Quote word for word the part of the records below that opens with the line containing "Please outline every instance of the wooden" and runs through the end of the records, both ends included.

(DATASET ENTRIES):
• • • • • • •

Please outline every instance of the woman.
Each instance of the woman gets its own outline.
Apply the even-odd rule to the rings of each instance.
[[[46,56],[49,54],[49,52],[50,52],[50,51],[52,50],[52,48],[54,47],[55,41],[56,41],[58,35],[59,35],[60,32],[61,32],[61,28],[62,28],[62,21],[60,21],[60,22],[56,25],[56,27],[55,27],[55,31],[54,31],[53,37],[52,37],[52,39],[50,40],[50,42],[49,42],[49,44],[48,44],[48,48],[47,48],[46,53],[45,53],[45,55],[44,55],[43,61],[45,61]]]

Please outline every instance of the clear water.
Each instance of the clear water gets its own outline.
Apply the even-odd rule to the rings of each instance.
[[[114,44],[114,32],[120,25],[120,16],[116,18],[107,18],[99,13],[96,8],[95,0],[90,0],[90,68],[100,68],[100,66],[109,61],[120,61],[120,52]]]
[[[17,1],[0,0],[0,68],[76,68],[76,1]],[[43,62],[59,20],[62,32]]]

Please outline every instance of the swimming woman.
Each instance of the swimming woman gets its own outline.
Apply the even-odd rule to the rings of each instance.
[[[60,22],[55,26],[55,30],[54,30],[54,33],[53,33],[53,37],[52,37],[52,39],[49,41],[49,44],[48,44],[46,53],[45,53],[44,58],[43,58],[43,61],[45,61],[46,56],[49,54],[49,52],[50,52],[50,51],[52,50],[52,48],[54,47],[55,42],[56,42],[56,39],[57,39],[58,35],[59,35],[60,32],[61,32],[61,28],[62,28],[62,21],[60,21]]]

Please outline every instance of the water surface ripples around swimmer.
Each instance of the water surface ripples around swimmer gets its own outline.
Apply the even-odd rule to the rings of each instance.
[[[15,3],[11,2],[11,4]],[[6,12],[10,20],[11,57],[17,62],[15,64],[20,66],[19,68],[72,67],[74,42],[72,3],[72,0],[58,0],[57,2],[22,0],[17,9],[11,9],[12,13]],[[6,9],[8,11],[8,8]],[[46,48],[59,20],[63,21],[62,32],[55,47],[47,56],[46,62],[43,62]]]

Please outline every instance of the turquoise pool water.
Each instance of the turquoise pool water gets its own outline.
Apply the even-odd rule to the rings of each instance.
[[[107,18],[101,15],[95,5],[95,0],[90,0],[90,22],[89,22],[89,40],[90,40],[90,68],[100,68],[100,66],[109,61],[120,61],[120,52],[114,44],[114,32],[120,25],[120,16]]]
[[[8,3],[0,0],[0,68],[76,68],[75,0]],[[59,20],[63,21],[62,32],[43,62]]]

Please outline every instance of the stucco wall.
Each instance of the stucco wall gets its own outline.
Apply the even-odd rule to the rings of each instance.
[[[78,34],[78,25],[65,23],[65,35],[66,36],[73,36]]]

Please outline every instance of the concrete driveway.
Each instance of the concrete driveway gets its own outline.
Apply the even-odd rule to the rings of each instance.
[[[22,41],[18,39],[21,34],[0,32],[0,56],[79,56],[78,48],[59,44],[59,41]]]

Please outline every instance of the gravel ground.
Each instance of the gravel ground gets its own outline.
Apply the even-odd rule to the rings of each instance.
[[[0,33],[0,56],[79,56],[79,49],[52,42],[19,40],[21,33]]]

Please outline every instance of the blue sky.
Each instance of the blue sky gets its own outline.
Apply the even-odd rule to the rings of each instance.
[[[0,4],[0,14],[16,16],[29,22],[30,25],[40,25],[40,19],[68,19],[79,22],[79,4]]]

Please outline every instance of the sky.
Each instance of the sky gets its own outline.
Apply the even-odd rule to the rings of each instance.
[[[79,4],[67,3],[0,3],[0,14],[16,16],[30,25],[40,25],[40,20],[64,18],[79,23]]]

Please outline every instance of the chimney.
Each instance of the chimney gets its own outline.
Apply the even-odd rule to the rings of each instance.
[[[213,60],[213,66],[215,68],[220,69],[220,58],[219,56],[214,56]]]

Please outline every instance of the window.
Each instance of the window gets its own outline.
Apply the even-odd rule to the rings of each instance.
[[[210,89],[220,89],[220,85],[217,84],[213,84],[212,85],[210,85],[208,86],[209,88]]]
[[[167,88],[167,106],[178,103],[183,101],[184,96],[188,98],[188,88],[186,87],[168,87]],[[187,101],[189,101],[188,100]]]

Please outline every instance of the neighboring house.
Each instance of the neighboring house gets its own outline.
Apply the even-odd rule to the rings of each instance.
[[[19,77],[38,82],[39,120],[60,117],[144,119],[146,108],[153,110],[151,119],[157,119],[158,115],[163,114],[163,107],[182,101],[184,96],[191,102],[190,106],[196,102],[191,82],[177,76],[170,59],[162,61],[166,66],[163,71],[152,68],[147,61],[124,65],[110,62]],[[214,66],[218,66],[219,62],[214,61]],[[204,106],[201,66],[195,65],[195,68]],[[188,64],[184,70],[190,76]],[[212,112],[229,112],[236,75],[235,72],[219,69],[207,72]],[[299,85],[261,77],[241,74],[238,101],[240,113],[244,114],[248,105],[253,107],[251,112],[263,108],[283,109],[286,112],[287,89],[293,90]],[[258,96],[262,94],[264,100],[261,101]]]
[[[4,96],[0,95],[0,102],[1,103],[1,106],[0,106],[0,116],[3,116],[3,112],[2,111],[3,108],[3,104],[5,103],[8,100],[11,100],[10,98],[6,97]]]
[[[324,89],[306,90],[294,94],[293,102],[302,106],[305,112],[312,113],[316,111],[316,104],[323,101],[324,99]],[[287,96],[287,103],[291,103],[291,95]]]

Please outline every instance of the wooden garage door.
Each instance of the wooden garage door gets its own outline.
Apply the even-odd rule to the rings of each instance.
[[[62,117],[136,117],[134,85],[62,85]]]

• • • • • • •

(SOLUTION FOR THIS PROBLEM):
Please outline every instance of the wooden garage door.
Each instance of the wooden garage door gets its own outline.
Apply the even-odd rule to the rings of each instance.
[[[62,117],[136,117],[134,85],[62,85]]]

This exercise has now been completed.